• **EXCERPTED TEXT**
##########

Romans and maps and such

  1. In the movie Gladiator and I Claudius there are scenes where the emperors are looking over maps. But from what I’ve seen even the best of maps and charts are all but useless. Are there any written references or proofs on rulers or generals using maps in this way? It’s hard to imagine how it’s possible to rule such a large empire without fairly accurate maps. And the people before them. Supposedly they had even worse maps. How did the Persians or Assyrians manage? I’m thinking perhaps maps really are one of those paradigm shifting inventions that fundamentally changes the whole way we think about the world.

  2. In I Claudius there is a scene where Augustus plays some kind of Risk type board with some younger boys. Did they have such games?

There’s quite a useful selection of ancient maps (or copies/reproductions of them)here several of them are from the Roman era. They are fairly recognisable, more so towards the centre.

Also, ancient maps didn’t nessesarily follow the modern convention of looking like the land from high up in a balloon. Somtimes it was a line representing a road showing points along it of interest or importance and the travel distance. Sort of looked like a timeline. You’d see several lines radiating out from the town center and it was not to scale. But it did the job.

##########

• **STATED TASK**
Write the next part of the "Romans and maps and such" text above, picking up right after its last sentence.

##########

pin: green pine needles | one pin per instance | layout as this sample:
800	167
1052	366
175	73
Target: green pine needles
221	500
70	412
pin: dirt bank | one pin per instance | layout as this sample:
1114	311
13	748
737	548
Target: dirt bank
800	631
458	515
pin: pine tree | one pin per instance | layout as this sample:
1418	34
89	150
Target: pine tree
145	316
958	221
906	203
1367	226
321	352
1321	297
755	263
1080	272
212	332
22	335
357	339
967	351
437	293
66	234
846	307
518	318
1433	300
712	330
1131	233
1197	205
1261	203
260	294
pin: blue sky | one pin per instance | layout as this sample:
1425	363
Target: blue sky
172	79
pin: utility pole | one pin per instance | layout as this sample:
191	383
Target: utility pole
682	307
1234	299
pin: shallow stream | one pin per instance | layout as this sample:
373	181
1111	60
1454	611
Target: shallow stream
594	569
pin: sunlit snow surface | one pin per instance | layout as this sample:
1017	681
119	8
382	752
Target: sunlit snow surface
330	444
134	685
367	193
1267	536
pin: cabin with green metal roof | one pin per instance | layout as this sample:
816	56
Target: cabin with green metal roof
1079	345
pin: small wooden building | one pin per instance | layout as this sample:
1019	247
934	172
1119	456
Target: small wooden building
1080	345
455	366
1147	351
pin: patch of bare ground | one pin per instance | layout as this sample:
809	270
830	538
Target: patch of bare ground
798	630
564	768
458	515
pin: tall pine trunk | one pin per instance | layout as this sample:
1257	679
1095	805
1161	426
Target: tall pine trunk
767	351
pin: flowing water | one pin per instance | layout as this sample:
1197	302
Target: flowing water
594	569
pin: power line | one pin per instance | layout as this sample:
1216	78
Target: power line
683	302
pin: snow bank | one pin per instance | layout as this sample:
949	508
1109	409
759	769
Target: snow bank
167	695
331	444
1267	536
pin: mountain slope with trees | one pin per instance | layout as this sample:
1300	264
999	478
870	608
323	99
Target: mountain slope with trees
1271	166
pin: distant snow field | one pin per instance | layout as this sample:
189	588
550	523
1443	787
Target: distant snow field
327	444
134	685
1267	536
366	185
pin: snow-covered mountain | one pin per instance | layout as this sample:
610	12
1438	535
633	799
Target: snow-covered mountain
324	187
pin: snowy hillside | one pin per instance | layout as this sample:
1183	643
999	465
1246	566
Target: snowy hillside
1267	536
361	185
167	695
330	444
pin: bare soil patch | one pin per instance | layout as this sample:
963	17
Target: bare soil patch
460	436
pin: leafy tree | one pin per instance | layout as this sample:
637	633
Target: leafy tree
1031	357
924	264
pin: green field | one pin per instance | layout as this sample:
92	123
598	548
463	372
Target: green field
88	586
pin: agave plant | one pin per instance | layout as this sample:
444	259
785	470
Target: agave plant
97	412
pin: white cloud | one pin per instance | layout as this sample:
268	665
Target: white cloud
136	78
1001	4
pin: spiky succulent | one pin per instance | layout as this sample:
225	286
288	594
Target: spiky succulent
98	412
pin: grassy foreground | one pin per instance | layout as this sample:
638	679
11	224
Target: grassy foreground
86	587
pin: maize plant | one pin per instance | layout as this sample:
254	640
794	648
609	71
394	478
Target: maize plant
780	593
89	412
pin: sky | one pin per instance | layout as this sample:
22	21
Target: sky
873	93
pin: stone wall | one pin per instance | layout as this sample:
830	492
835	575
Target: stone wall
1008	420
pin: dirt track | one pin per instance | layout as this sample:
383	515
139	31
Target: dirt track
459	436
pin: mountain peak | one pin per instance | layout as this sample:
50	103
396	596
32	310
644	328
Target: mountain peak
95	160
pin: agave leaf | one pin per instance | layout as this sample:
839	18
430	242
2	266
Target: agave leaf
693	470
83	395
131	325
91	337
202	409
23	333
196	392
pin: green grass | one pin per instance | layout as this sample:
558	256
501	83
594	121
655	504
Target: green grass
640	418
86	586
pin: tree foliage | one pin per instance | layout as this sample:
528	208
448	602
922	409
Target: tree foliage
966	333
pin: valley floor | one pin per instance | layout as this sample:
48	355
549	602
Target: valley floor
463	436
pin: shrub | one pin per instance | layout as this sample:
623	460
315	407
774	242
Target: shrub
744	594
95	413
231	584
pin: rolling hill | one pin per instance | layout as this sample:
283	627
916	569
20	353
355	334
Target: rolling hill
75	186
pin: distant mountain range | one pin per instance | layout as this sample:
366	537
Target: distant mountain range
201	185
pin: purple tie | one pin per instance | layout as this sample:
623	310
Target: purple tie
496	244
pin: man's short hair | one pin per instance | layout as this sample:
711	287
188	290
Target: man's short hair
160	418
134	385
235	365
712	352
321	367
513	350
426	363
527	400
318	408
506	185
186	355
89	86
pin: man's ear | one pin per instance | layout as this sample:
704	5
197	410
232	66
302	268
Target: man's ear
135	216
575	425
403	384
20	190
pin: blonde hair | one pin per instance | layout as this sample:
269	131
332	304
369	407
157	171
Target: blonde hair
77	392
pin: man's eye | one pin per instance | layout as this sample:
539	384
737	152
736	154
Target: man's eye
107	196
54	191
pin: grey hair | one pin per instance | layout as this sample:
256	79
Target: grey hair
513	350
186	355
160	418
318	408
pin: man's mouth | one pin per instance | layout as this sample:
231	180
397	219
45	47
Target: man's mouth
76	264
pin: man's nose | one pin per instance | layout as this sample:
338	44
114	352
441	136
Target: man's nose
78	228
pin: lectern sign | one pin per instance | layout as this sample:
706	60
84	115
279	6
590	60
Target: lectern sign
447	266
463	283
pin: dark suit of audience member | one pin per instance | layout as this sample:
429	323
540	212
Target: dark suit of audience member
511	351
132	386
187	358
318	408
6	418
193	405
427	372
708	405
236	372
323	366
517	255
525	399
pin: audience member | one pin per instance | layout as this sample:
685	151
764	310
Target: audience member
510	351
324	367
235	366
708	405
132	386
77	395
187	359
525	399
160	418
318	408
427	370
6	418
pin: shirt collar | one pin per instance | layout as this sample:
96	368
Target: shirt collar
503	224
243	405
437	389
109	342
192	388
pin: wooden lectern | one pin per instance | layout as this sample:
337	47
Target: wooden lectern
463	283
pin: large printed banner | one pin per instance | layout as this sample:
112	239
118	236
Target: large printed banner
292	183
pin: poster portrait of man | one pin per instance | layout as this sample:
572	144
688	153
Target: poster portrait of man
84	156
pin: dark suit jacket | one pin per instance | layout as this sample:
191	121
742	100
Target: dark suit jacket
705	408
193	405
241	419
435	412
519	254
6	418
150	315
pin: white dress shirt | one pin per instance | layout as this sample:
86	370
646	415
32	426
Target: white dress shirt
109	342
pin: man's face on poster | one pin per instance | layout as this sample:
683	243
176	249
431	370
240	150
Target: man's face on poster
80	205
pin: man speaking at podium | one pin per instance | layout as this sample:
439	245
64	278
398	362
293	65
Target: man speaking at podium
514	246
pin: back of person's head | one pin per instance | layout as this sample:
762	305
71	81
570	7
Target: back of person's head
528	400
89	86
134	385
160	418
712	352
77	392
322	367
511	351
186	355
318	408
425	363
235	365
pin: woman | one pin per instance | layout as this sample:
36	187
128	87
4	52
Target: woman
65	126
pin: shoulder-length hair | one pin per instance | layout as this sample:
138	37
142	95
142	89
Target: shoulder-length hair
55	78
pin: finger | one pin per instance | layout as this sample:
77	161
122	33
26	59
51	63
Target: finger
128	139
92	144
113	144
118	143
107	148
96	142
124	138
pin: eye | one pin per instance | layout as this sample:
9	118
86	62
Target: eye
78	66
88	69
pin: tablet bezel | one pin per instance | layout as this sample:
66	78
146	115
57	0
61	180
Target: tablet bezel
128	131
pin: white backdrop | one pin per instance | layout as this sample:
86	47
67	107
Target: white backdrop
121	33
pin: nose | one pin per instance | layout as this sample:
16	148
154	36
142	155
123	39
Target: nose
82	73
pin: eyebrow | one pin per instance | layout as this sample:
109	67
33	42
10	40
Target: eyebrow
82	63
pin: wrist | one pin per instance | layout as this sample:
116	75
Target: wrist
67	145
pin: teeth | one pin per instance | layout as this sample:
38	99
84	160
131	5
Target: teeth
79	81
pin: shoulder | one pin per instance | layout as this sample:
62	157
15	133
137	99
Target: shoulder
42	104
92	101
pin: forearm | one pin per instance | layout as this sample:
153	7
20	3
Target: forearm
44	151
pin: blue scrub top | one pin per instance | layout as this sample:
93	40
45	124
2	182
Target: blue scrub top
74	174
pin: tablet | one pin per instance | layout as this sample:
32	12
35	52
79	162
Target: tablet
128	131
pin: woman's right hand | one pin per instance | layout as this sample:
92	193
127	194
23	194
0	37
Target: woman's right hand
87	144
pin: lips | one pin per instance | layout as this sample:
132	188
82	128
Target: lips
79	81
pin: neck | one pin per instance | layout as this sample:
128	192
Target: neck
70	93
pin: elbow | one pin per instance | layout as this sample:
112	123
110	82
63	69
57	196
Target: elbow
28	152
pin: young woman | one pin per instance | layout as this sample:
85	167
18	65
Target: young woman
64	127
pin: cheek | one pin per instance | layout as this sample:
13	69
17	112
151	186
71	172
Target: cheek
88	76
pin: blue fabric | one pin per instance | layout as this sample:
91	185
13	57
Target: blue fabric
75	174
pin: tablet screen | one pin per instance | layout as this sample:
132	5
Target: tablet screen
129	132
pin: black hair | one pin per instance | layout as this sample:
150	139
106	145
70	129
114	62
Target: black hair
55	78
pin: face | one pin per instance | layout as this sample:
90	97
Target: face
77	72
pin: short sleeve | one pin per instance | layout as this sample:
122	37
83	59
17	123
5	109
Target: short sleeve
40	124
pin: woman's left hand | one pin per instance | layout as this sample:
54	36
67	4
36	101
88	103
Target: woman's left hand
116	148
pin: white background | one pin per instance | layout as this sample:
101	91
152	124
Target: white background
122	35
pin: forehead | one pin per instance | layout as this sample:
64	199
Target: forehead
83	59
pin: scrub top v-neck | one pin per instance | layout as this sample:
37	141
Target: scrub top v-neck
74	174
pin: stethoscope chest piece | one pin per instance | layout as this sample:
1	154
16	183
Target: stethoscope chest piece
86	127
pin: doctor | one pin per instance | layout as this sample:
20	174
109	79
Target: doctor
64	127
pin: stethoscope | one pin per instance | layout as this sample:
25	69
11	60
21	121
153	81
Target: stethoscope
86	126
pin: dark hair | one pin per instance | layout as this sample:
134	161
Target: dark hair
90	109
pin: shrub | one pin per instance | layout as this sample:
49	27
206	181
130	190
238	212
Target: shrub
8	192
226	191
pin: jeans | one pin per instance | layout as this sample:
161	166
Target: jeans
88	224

##########

• **RESPONSE**
Spartacus has a big map of Italy at the end. It’s clearly there for the audience’s benefit, so they can understand what’s going on. It also looks too accurate to me. All really old maps I’ve seen, even if accurate over small areas, inevitably look distorted overall to modern eyes.

Worst offender: Atlantis, the Lost Continent, which features an amazingly accurate map of Europe by an ancient Greek fisherman who couldn’t possibly have that much knowledge.

You thought this upstaged the inclusion of a spurious mythical continent?

No, but its map was easily the most modern, detailed, and unlikely one in a movie about the ancient world.

I loved this flick as a kid, and there are so many great images and moments from it, but it’s profoundly silly and its plot makes no sense , and the “continent” is pretty damned small – more of an island (which is what Socrates was really describing in the two Plato dialogues). There’s an excellent skewering at the “And Yopu Call Yourself a Scientist” site.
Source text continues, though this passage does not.